▶ _Task details_
Pull out every line of the material below and reproduce each one word for word, keeping the original order.

▶ _Supplied data_
-*-
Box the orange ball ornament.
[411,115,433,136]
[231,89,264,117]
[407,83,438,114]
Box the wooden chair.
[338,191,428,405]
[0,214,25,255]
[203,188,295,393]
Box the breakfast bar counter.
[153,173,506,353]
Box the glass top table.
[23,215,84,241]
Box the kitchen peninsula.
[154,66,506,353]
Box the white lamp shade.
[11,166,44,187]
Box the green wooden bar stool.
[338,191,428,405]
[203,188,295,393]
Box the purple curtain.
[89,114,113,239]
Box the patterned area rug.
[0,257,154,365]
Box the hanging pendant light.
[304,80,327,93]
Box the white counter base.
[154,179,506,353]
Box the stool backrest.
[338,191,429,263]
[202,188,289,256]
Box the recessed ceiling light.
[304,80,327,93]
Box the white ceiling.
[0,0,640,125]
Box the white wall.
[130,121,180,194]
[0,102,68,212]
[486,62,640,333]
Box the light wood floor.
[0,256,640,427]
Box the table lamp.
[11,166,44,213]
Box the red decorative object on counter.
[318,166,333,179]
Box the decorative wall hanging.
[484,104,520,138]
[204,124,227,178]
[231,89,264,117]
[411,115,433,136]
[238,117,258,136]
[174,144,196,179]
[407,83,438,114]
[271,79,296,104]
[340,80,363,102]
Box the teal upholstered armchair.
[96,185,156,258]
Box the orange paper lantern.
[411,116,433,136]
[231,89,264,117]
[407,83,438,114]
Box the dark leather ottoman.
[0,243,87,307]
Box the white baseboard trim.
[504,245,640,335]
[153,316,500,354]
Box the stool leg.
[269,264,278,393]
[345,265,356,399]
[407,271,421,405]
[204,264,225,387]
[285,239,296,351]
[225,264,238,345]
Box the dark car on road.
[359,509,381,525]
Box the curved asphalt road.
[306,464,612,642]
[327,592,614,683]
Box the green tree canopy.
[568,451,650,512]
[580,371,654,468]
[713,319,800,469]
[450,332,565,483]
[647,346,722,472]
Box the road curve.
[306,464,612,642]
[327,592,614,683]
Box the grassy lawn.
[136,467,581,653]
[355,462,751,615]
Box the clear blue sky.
-*-
▶ _Result of this task_
Box the orange ball ornament.
[411,115,433,136]
[231,89,264,117]
[407,83,438,114]
Box the wooden chair.
[338,191,428,405]
[0,214,25,255]
[203,188,295,393]
Box the breakfast bar counter.
[153,173,506,353]
Box the glass top table.
[23,215,84,241]
Box the kitchen peninsula.
[154,66,506,353]
Box the white lamp shade.
[11,166,44,187]
Box the green wooden bar stool.
[338,191,428,405]
[203,188,295,393]
Box the purple curtain.
[89,114,113,239]
Box the patterned area rug.
[0,257,154,365]
Box the hanging pendant light.
[304,80,327,93]
Box the white counter base.
[154,179,506,353]
Box the stool backrest.
[338,191,429,263]
[202,188,289,256]
Box the recessed ceiling light.
[304,80,327,93]
Box the white ceiling.
[0,0,640,125]
Box the white wall.
[130,121,180,194]
[0,102,68,212]
[486,62,640,333]
Box the light wood floor.
[0,256,640,427]
Box the table lamp.
[11,166,44,213]
Box the red decorative object on counter.
[318,166,333,179]
Box the decorative wall hanging.
[484,104,520,138]
[204,124,227,178]
[231,89,264,117]
[411,115,433,136]
[238,117,258,136]
[174,144,196,179]
[407,83,438,114]
[271,79,296,104]
[340,80,363,102]
Box the teal upholstered armchair.
[96,185,156,258]
Box the orange paper lantern.
[411,116,433,136]
[231,89,264,117]
[407,83,438,114]
Box the dark leather ottoman.
[0,243,87,307]
Box the white baseboard trim.
[504,245,640,335]
[153,316,500,354]
Box the stool leg.
[269,264,278,393]
[345,265,356,399]
[407,271,421,405]
[204,264,225,387]
[285,239,296,351]
[225,264,238,345]
Box the dark car on road.
[359,509,381,525]
Box the curved asphalt road.
[306,464,612,642]
[327,592,614,683]
Box the green tree canopy.
[568,451,650,512]
[580,371,654,468]
[713,319,800,469]
[450,332,565,483]
[647,346,722,472]
Box the road curve.
[306,464,612,642]
[327,592,614,683]
Box the grassy lawn.
[136,467,581,653]
[355,462,751,615]
Box the clear blue sky.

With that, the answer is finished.